• [EXERCISE DETAILS] An exact copy of the records is required, minus the pictures they hold.

• [RECORD EXTRACTS]
------------------------------------
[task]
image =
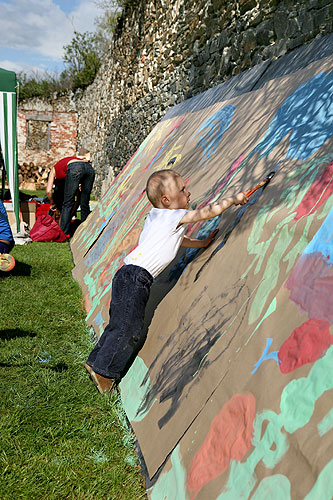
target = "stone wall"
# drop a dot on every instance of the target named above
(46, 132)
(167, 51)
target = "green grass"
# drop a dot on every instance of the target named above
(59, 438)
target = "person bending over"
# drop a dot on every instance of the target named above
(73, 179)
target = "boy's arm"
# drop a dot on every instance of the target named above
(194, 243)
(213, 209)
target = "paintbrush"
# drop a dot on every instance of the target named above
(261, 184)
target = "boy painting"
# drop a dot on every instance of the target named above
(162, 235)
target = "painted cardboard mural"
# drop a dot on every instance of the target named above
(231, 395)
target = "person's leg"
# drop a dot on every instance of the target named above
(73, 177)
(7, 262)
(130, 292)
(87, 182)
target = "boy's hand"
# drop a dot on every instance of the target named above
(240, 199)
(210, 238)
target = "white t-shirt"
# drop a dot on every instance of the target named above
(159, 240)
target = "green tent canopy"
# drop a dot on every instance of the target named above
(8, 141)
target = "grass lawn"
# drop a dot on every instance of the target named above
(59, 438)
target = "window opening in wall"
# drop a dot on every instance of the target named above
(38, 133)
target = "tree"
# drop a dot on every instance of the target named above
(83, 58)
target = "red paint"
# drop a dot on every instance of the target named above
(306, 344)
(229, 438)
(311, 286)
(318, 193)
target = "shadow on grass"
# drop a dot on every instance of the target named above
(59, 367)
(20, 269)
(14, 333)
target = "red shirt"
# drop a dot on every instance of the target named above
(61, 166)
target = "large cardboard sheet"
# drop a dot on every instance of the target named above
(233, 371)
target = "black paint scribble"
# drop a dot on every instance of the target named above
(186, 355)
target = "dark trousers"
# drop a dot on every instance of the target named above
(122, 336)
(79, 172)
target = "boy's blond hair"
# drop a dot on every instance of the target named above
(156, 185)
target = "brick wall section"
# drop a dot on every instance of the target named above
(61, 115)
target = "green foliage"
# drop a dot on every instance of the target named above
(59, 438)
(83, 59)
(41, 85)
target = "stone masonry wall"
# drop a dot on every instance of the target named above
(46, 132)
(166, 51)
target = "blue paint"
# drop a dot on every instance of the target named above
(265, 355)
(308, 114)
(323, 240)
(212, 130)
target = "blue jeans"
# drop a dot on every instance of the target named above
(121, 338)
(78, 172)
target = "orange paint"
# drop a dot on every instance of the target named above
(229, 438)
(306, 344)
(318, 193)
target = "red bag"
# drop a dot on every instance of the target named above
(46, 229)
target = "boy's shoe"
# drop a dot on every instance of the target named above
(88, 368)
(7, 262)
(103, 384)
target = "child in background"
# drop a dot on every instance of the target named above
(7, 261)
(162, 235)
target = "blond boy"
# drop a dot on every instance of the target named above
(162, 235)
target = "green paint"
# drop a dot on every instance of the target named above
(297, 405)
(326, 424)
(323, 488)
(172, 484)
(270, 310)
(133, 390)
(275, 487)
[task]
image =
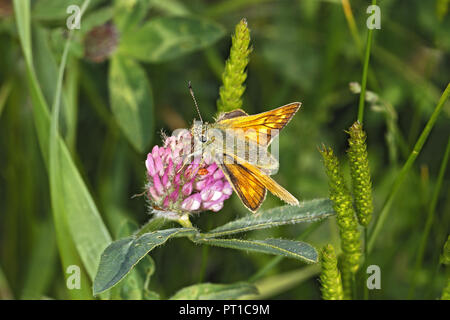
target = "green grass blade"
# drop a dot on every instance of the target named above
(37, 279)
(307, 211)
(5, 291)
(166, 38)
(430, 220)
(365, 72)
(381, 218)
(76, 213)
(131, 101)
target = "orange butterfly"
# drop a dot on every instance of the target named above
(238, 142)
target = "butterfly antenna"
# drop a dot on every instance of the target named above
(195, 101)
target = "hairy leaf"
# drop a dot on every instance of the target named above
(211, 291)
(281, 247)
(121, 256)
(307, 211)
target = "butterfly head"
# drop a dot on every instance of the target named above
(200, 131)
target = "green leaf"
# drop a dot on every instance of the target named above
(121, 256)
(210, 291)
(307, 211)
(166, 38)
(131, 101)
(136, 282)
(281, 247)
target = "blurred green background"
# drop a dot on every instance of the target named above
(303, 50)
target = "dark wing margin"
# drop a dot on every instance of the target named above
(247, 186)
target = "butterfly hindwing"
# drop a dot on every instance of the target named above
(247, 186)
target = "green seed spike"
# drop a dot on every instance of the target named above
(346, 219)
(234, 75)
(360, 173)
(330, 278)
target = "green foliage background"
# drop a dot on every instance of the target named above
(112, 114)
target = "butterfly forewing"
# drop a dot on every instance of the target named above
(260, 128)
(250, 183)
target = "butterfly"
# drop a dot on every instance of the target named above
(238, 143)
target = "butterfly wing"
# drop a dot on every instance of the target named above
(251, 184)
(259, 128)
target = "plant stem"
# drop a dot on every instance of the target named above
------------------------------------
• [TASK OUTPUT]
[task]
image =
target = "stone wall"
# drop a dot on every instance of the target named above
(46, 132)
(167, 51)
target = "green grass"
# drop a dot on every instance of the target named above
(59, 438)
target = "person bending over"
# drop a dot on every instance of the target named above
(73, 179)
target = "boy's arm"
# drop a dot on every instance of the target named above
(194, 243)
(213, 209)
target = "paintbrush"
# drop a dot on every instance of the target named above
(261, 184)
target = "boy painting"
# drop a dot on every instance of the target named above
(162, 235)
target = "painted cardboard mural"
# drop a dot on every instance of the target named above
(231, 395)
target = "person's leg"
# drop a dot on every instance of the target named above
(73, 177)
(7, 262)
(130, 292)
(87, 182)
target = "boy's hand"
# drop a dot on every instance of the target named above
(240, 199)
(210, 238)
target = "white t-shirt"
# drop a dot on every instance of the target named above
(159, 240)
target = "green tent canopy"
# drop a dot on every instance of the target named above
(8, 141)
target = "grass lawn"
# drop a dot on every instance of the target named above
(59, 438)
target = "window opening in wall"
# drop a dot on every instance of the target named above
(38, 133)
target = "tree"
# drop a dot on every instance of the target named above
(83, 58)
target = "red paint"
# drop a dot on every instance of the target named above
(306, 344)
(229, 438)
(311, 286)
(318, 193)
target = "shadow on grass"
# drop a dot on every instance of the target named above
(59, 367)
(20, 269)
(14, 333)
target = "red shirt"
# drop a dot on every instance of the target named above
(61, 166)
target = "large cardboard sheet"
# drop a dot on every instance of the target named above
(233, 371)
target = "black paint scribble"
# drop a dot on every instance of the target named above
(186, 355)
target = "dark trousers"
# drop a dot on every instance of the target named above
(122, 336)
(79, 172)
target = "boy's blond hair"
# drop a dot on every instance of the target named above
(156, 185)
target = "brick wall section"
# drop a dot on every instance of the target named above
(61, 115)
target = "green foliage"
# drop a dot on every instance of the target named above
(59, 438)
(83, 59)
(41, 85)
target = "stone masonry wall"
# drop a dot on every instance of the target named above
(46, 132)
(166, 51)
target = "blue paint"
# drop a dot on every instance of the target named above
(265, 355)
(308, 114)
(323, 240)
(212, 130)
target = "blue jeans"
# drop a dot on every instance of the target named above
(121, 338)
(78, 172)
target = "orange paint"
# drop a dot on every instance of the target named above
(229, 438)
(306, 344)
(318, 193)
target = "red bag"
# drop a dot on every instance of the target named above
(46, 229)
target = "boy's shoe"
# drop a dot on every instance of the target named above
(88, 368)
(7, 262)
(103, 384)
target = "child in background"
# drop a dot on every instance of the target named above
(7, 261)
(162, 235)
target = "blond boy"
# drop a dot on every instance of the target named above
(162, 235)
target = "green paint"
# drop a dot on every instance of the target named above
(297, 405)
(326, 424)
(323, 488)
(172, 484)
(270, 310)
(133, 390)
(275, 487)
[task]
image =
target = "green grass blade"
# drop a dot on every instance of the target named above
(37, 279)
(307, 211)
(5, 291)
(166, 38)
(430, 220)
(365, 72)
(381, 218)
(76, 213)
(131, 101)
target = "orange butterfly"
# drop a dot on every instance of the target named above
(238, 142)
target = "butterfly antenna"
# drop a dot on every instance of the target named above
(195, 101)
target = "hairy leaf"
# drop a dot on every instance of the target named above
(211, 291)
(281, 247)
(121, 256)
(307, 211)
target = "butterfly head"
# drop a dot on every instance of the target named above
(200, 131)
target = "green leaf"
# drop a dot on every instance of the target named above
(121, 256)
(210, 291)
(307, 211)
(166, 38)
(131, 101)
(136, 282)
(281, 247)
target = "blurred green background"
# drop a dot on every instance of the target named above
(303, 50)
target = "dark wing margin"
# drop a dot on every instance of the target named above
(247, 186)
target = "butterfly hindwing"
# drop a dot on every instance of the target named above
(247, 186)
target = "green seed spike"
# drop a dot on every instance of the target named above
(346, 219)
(234, 75)
(360, 173)
(330, 278)
target = "green foliage background"
# drop a dot on every instance of the target named above
(112, 114)
target = "butterfly forewing"
# drop a dot on every instance of the target named above
(260, 128)
(250, 183)
target = "butterfly"
# drop a dot on every instance of the target named above
(238, 143)
target = "butterfly wing"
# drop a dot on every instance of the target named above
(251, 184)
(259, 128)
target = "plant stem"
# drop a dot on every instance of the target named above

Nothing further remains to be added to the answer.